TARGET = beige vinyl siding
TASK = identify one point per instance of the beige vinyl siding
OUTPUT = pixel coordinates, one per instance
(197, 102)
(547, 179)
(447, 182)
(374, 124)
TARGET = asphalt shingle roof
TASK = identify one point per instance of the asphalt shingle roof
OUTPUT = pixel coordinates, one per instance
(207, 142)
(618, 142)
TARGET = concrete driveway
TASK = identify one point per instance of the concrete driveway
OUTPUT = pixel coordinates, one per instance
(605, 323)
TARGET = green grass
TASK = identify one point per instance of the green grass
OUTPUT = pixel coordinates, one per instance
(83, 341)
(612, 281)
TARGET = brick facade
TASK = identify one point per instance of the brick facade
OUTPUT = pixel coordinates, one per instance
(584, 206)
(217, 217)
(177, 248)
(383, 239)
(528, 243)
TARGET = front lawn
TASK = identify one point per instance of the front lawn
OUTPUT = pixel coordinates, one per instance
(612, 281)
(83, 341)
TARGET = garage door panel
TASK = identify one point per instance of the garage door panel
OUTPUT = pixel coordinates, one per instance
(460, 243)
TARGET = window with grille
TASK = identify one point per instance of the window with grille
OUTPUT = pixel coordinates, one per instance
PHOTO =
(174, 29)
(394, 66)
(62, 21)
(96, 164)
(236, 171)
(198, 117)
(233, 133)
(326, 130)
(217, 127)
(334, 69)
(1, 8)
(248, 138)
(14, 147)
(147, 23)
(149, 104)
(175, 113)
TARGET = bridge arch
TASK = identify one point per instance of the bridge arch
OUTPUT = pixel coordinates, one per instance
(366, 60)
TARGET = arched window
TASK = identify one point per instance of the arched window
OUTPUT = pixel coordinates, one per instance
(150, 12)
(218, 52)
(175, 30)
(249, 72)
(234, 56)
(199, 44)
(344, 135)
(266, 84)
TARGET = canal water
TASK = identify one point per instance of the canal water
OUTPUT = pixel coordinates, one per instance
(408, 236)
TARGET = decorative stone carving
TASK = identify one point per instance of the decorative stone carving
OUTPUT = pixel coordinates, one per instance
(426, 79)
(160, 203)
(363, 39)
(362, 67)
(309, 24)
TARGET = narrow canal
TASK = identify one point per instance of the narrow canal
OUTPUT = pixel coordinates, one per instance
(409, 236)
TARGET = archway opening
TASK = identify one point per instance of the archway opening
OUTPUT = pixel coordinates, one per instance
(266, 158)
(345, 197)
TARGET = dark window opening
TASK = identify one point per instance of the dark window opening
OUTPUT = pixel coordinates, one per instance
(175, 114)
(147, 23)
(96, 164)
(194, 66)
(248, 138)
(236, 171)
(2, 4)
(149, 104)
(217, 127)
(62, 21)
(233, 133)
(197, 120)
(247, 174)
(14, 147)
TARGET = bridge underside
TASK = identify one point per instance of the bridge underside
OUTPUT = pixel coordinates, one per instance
----------
- Exercise directions:
Would you quote, exactly and only, the lines from the one containing "TARGET = bridge arch" to the end of the entries?

- Exercise output:
TARGET = bridge arch
TASK = identify one point per instance of the bridge arch
OUTPUT = pixel coordinates, one per instance
(366, 60)
TARGET = arched window
TASK = identify one point per instance of the arched window
OUTPUT = pixel coordinates, one per instance
(150, 12)
(218, 52)
(175, 30)
(249, 72)
(234, 56)
(199, 44)
(344, 135)
(266, 84)
TARGET = canal water
TASK = identify one point per instance of the canal water
OUTPUT = pixel coordinates, one per instance
(408, 236)
TARGET = decorative stone carving
TASK = identify one point per instance of the decorative stone carving
OUTPUT = pixel coordinates, one per instance
(426, 79)
(160, 203)
(363, 39)
(362, 67)
(309, 24)
TARGET = narrow canal
TASK = identify one point per instance of the narrow canal
OUTPUT = pixel coordinates, one per instance
(409, 236)
TARGET = archway opening
TASK = identify one point per instance of the archway opening
OUTPUT = pixel coordinates, one per instance
(266, 158)
(345, 197)
TARGET = dark window opening
TASK = identify one point per instance of the dark window opening
OUTPUT = pixel coordinates, one per instance
(175, 114)
(147, 23)
(96, 164)
(194, 66)
(248, 138)
(236, 171)
(2, 4)
(149, 104)
(217, 127)
(62, 21)
(233, 133)
(197, 120)
(247, 174)
(14, 147)
TARGET = bridge underside
TASK = identify one point per instance of the bridge underside
OUTPUT = pixel coordinates, one per instance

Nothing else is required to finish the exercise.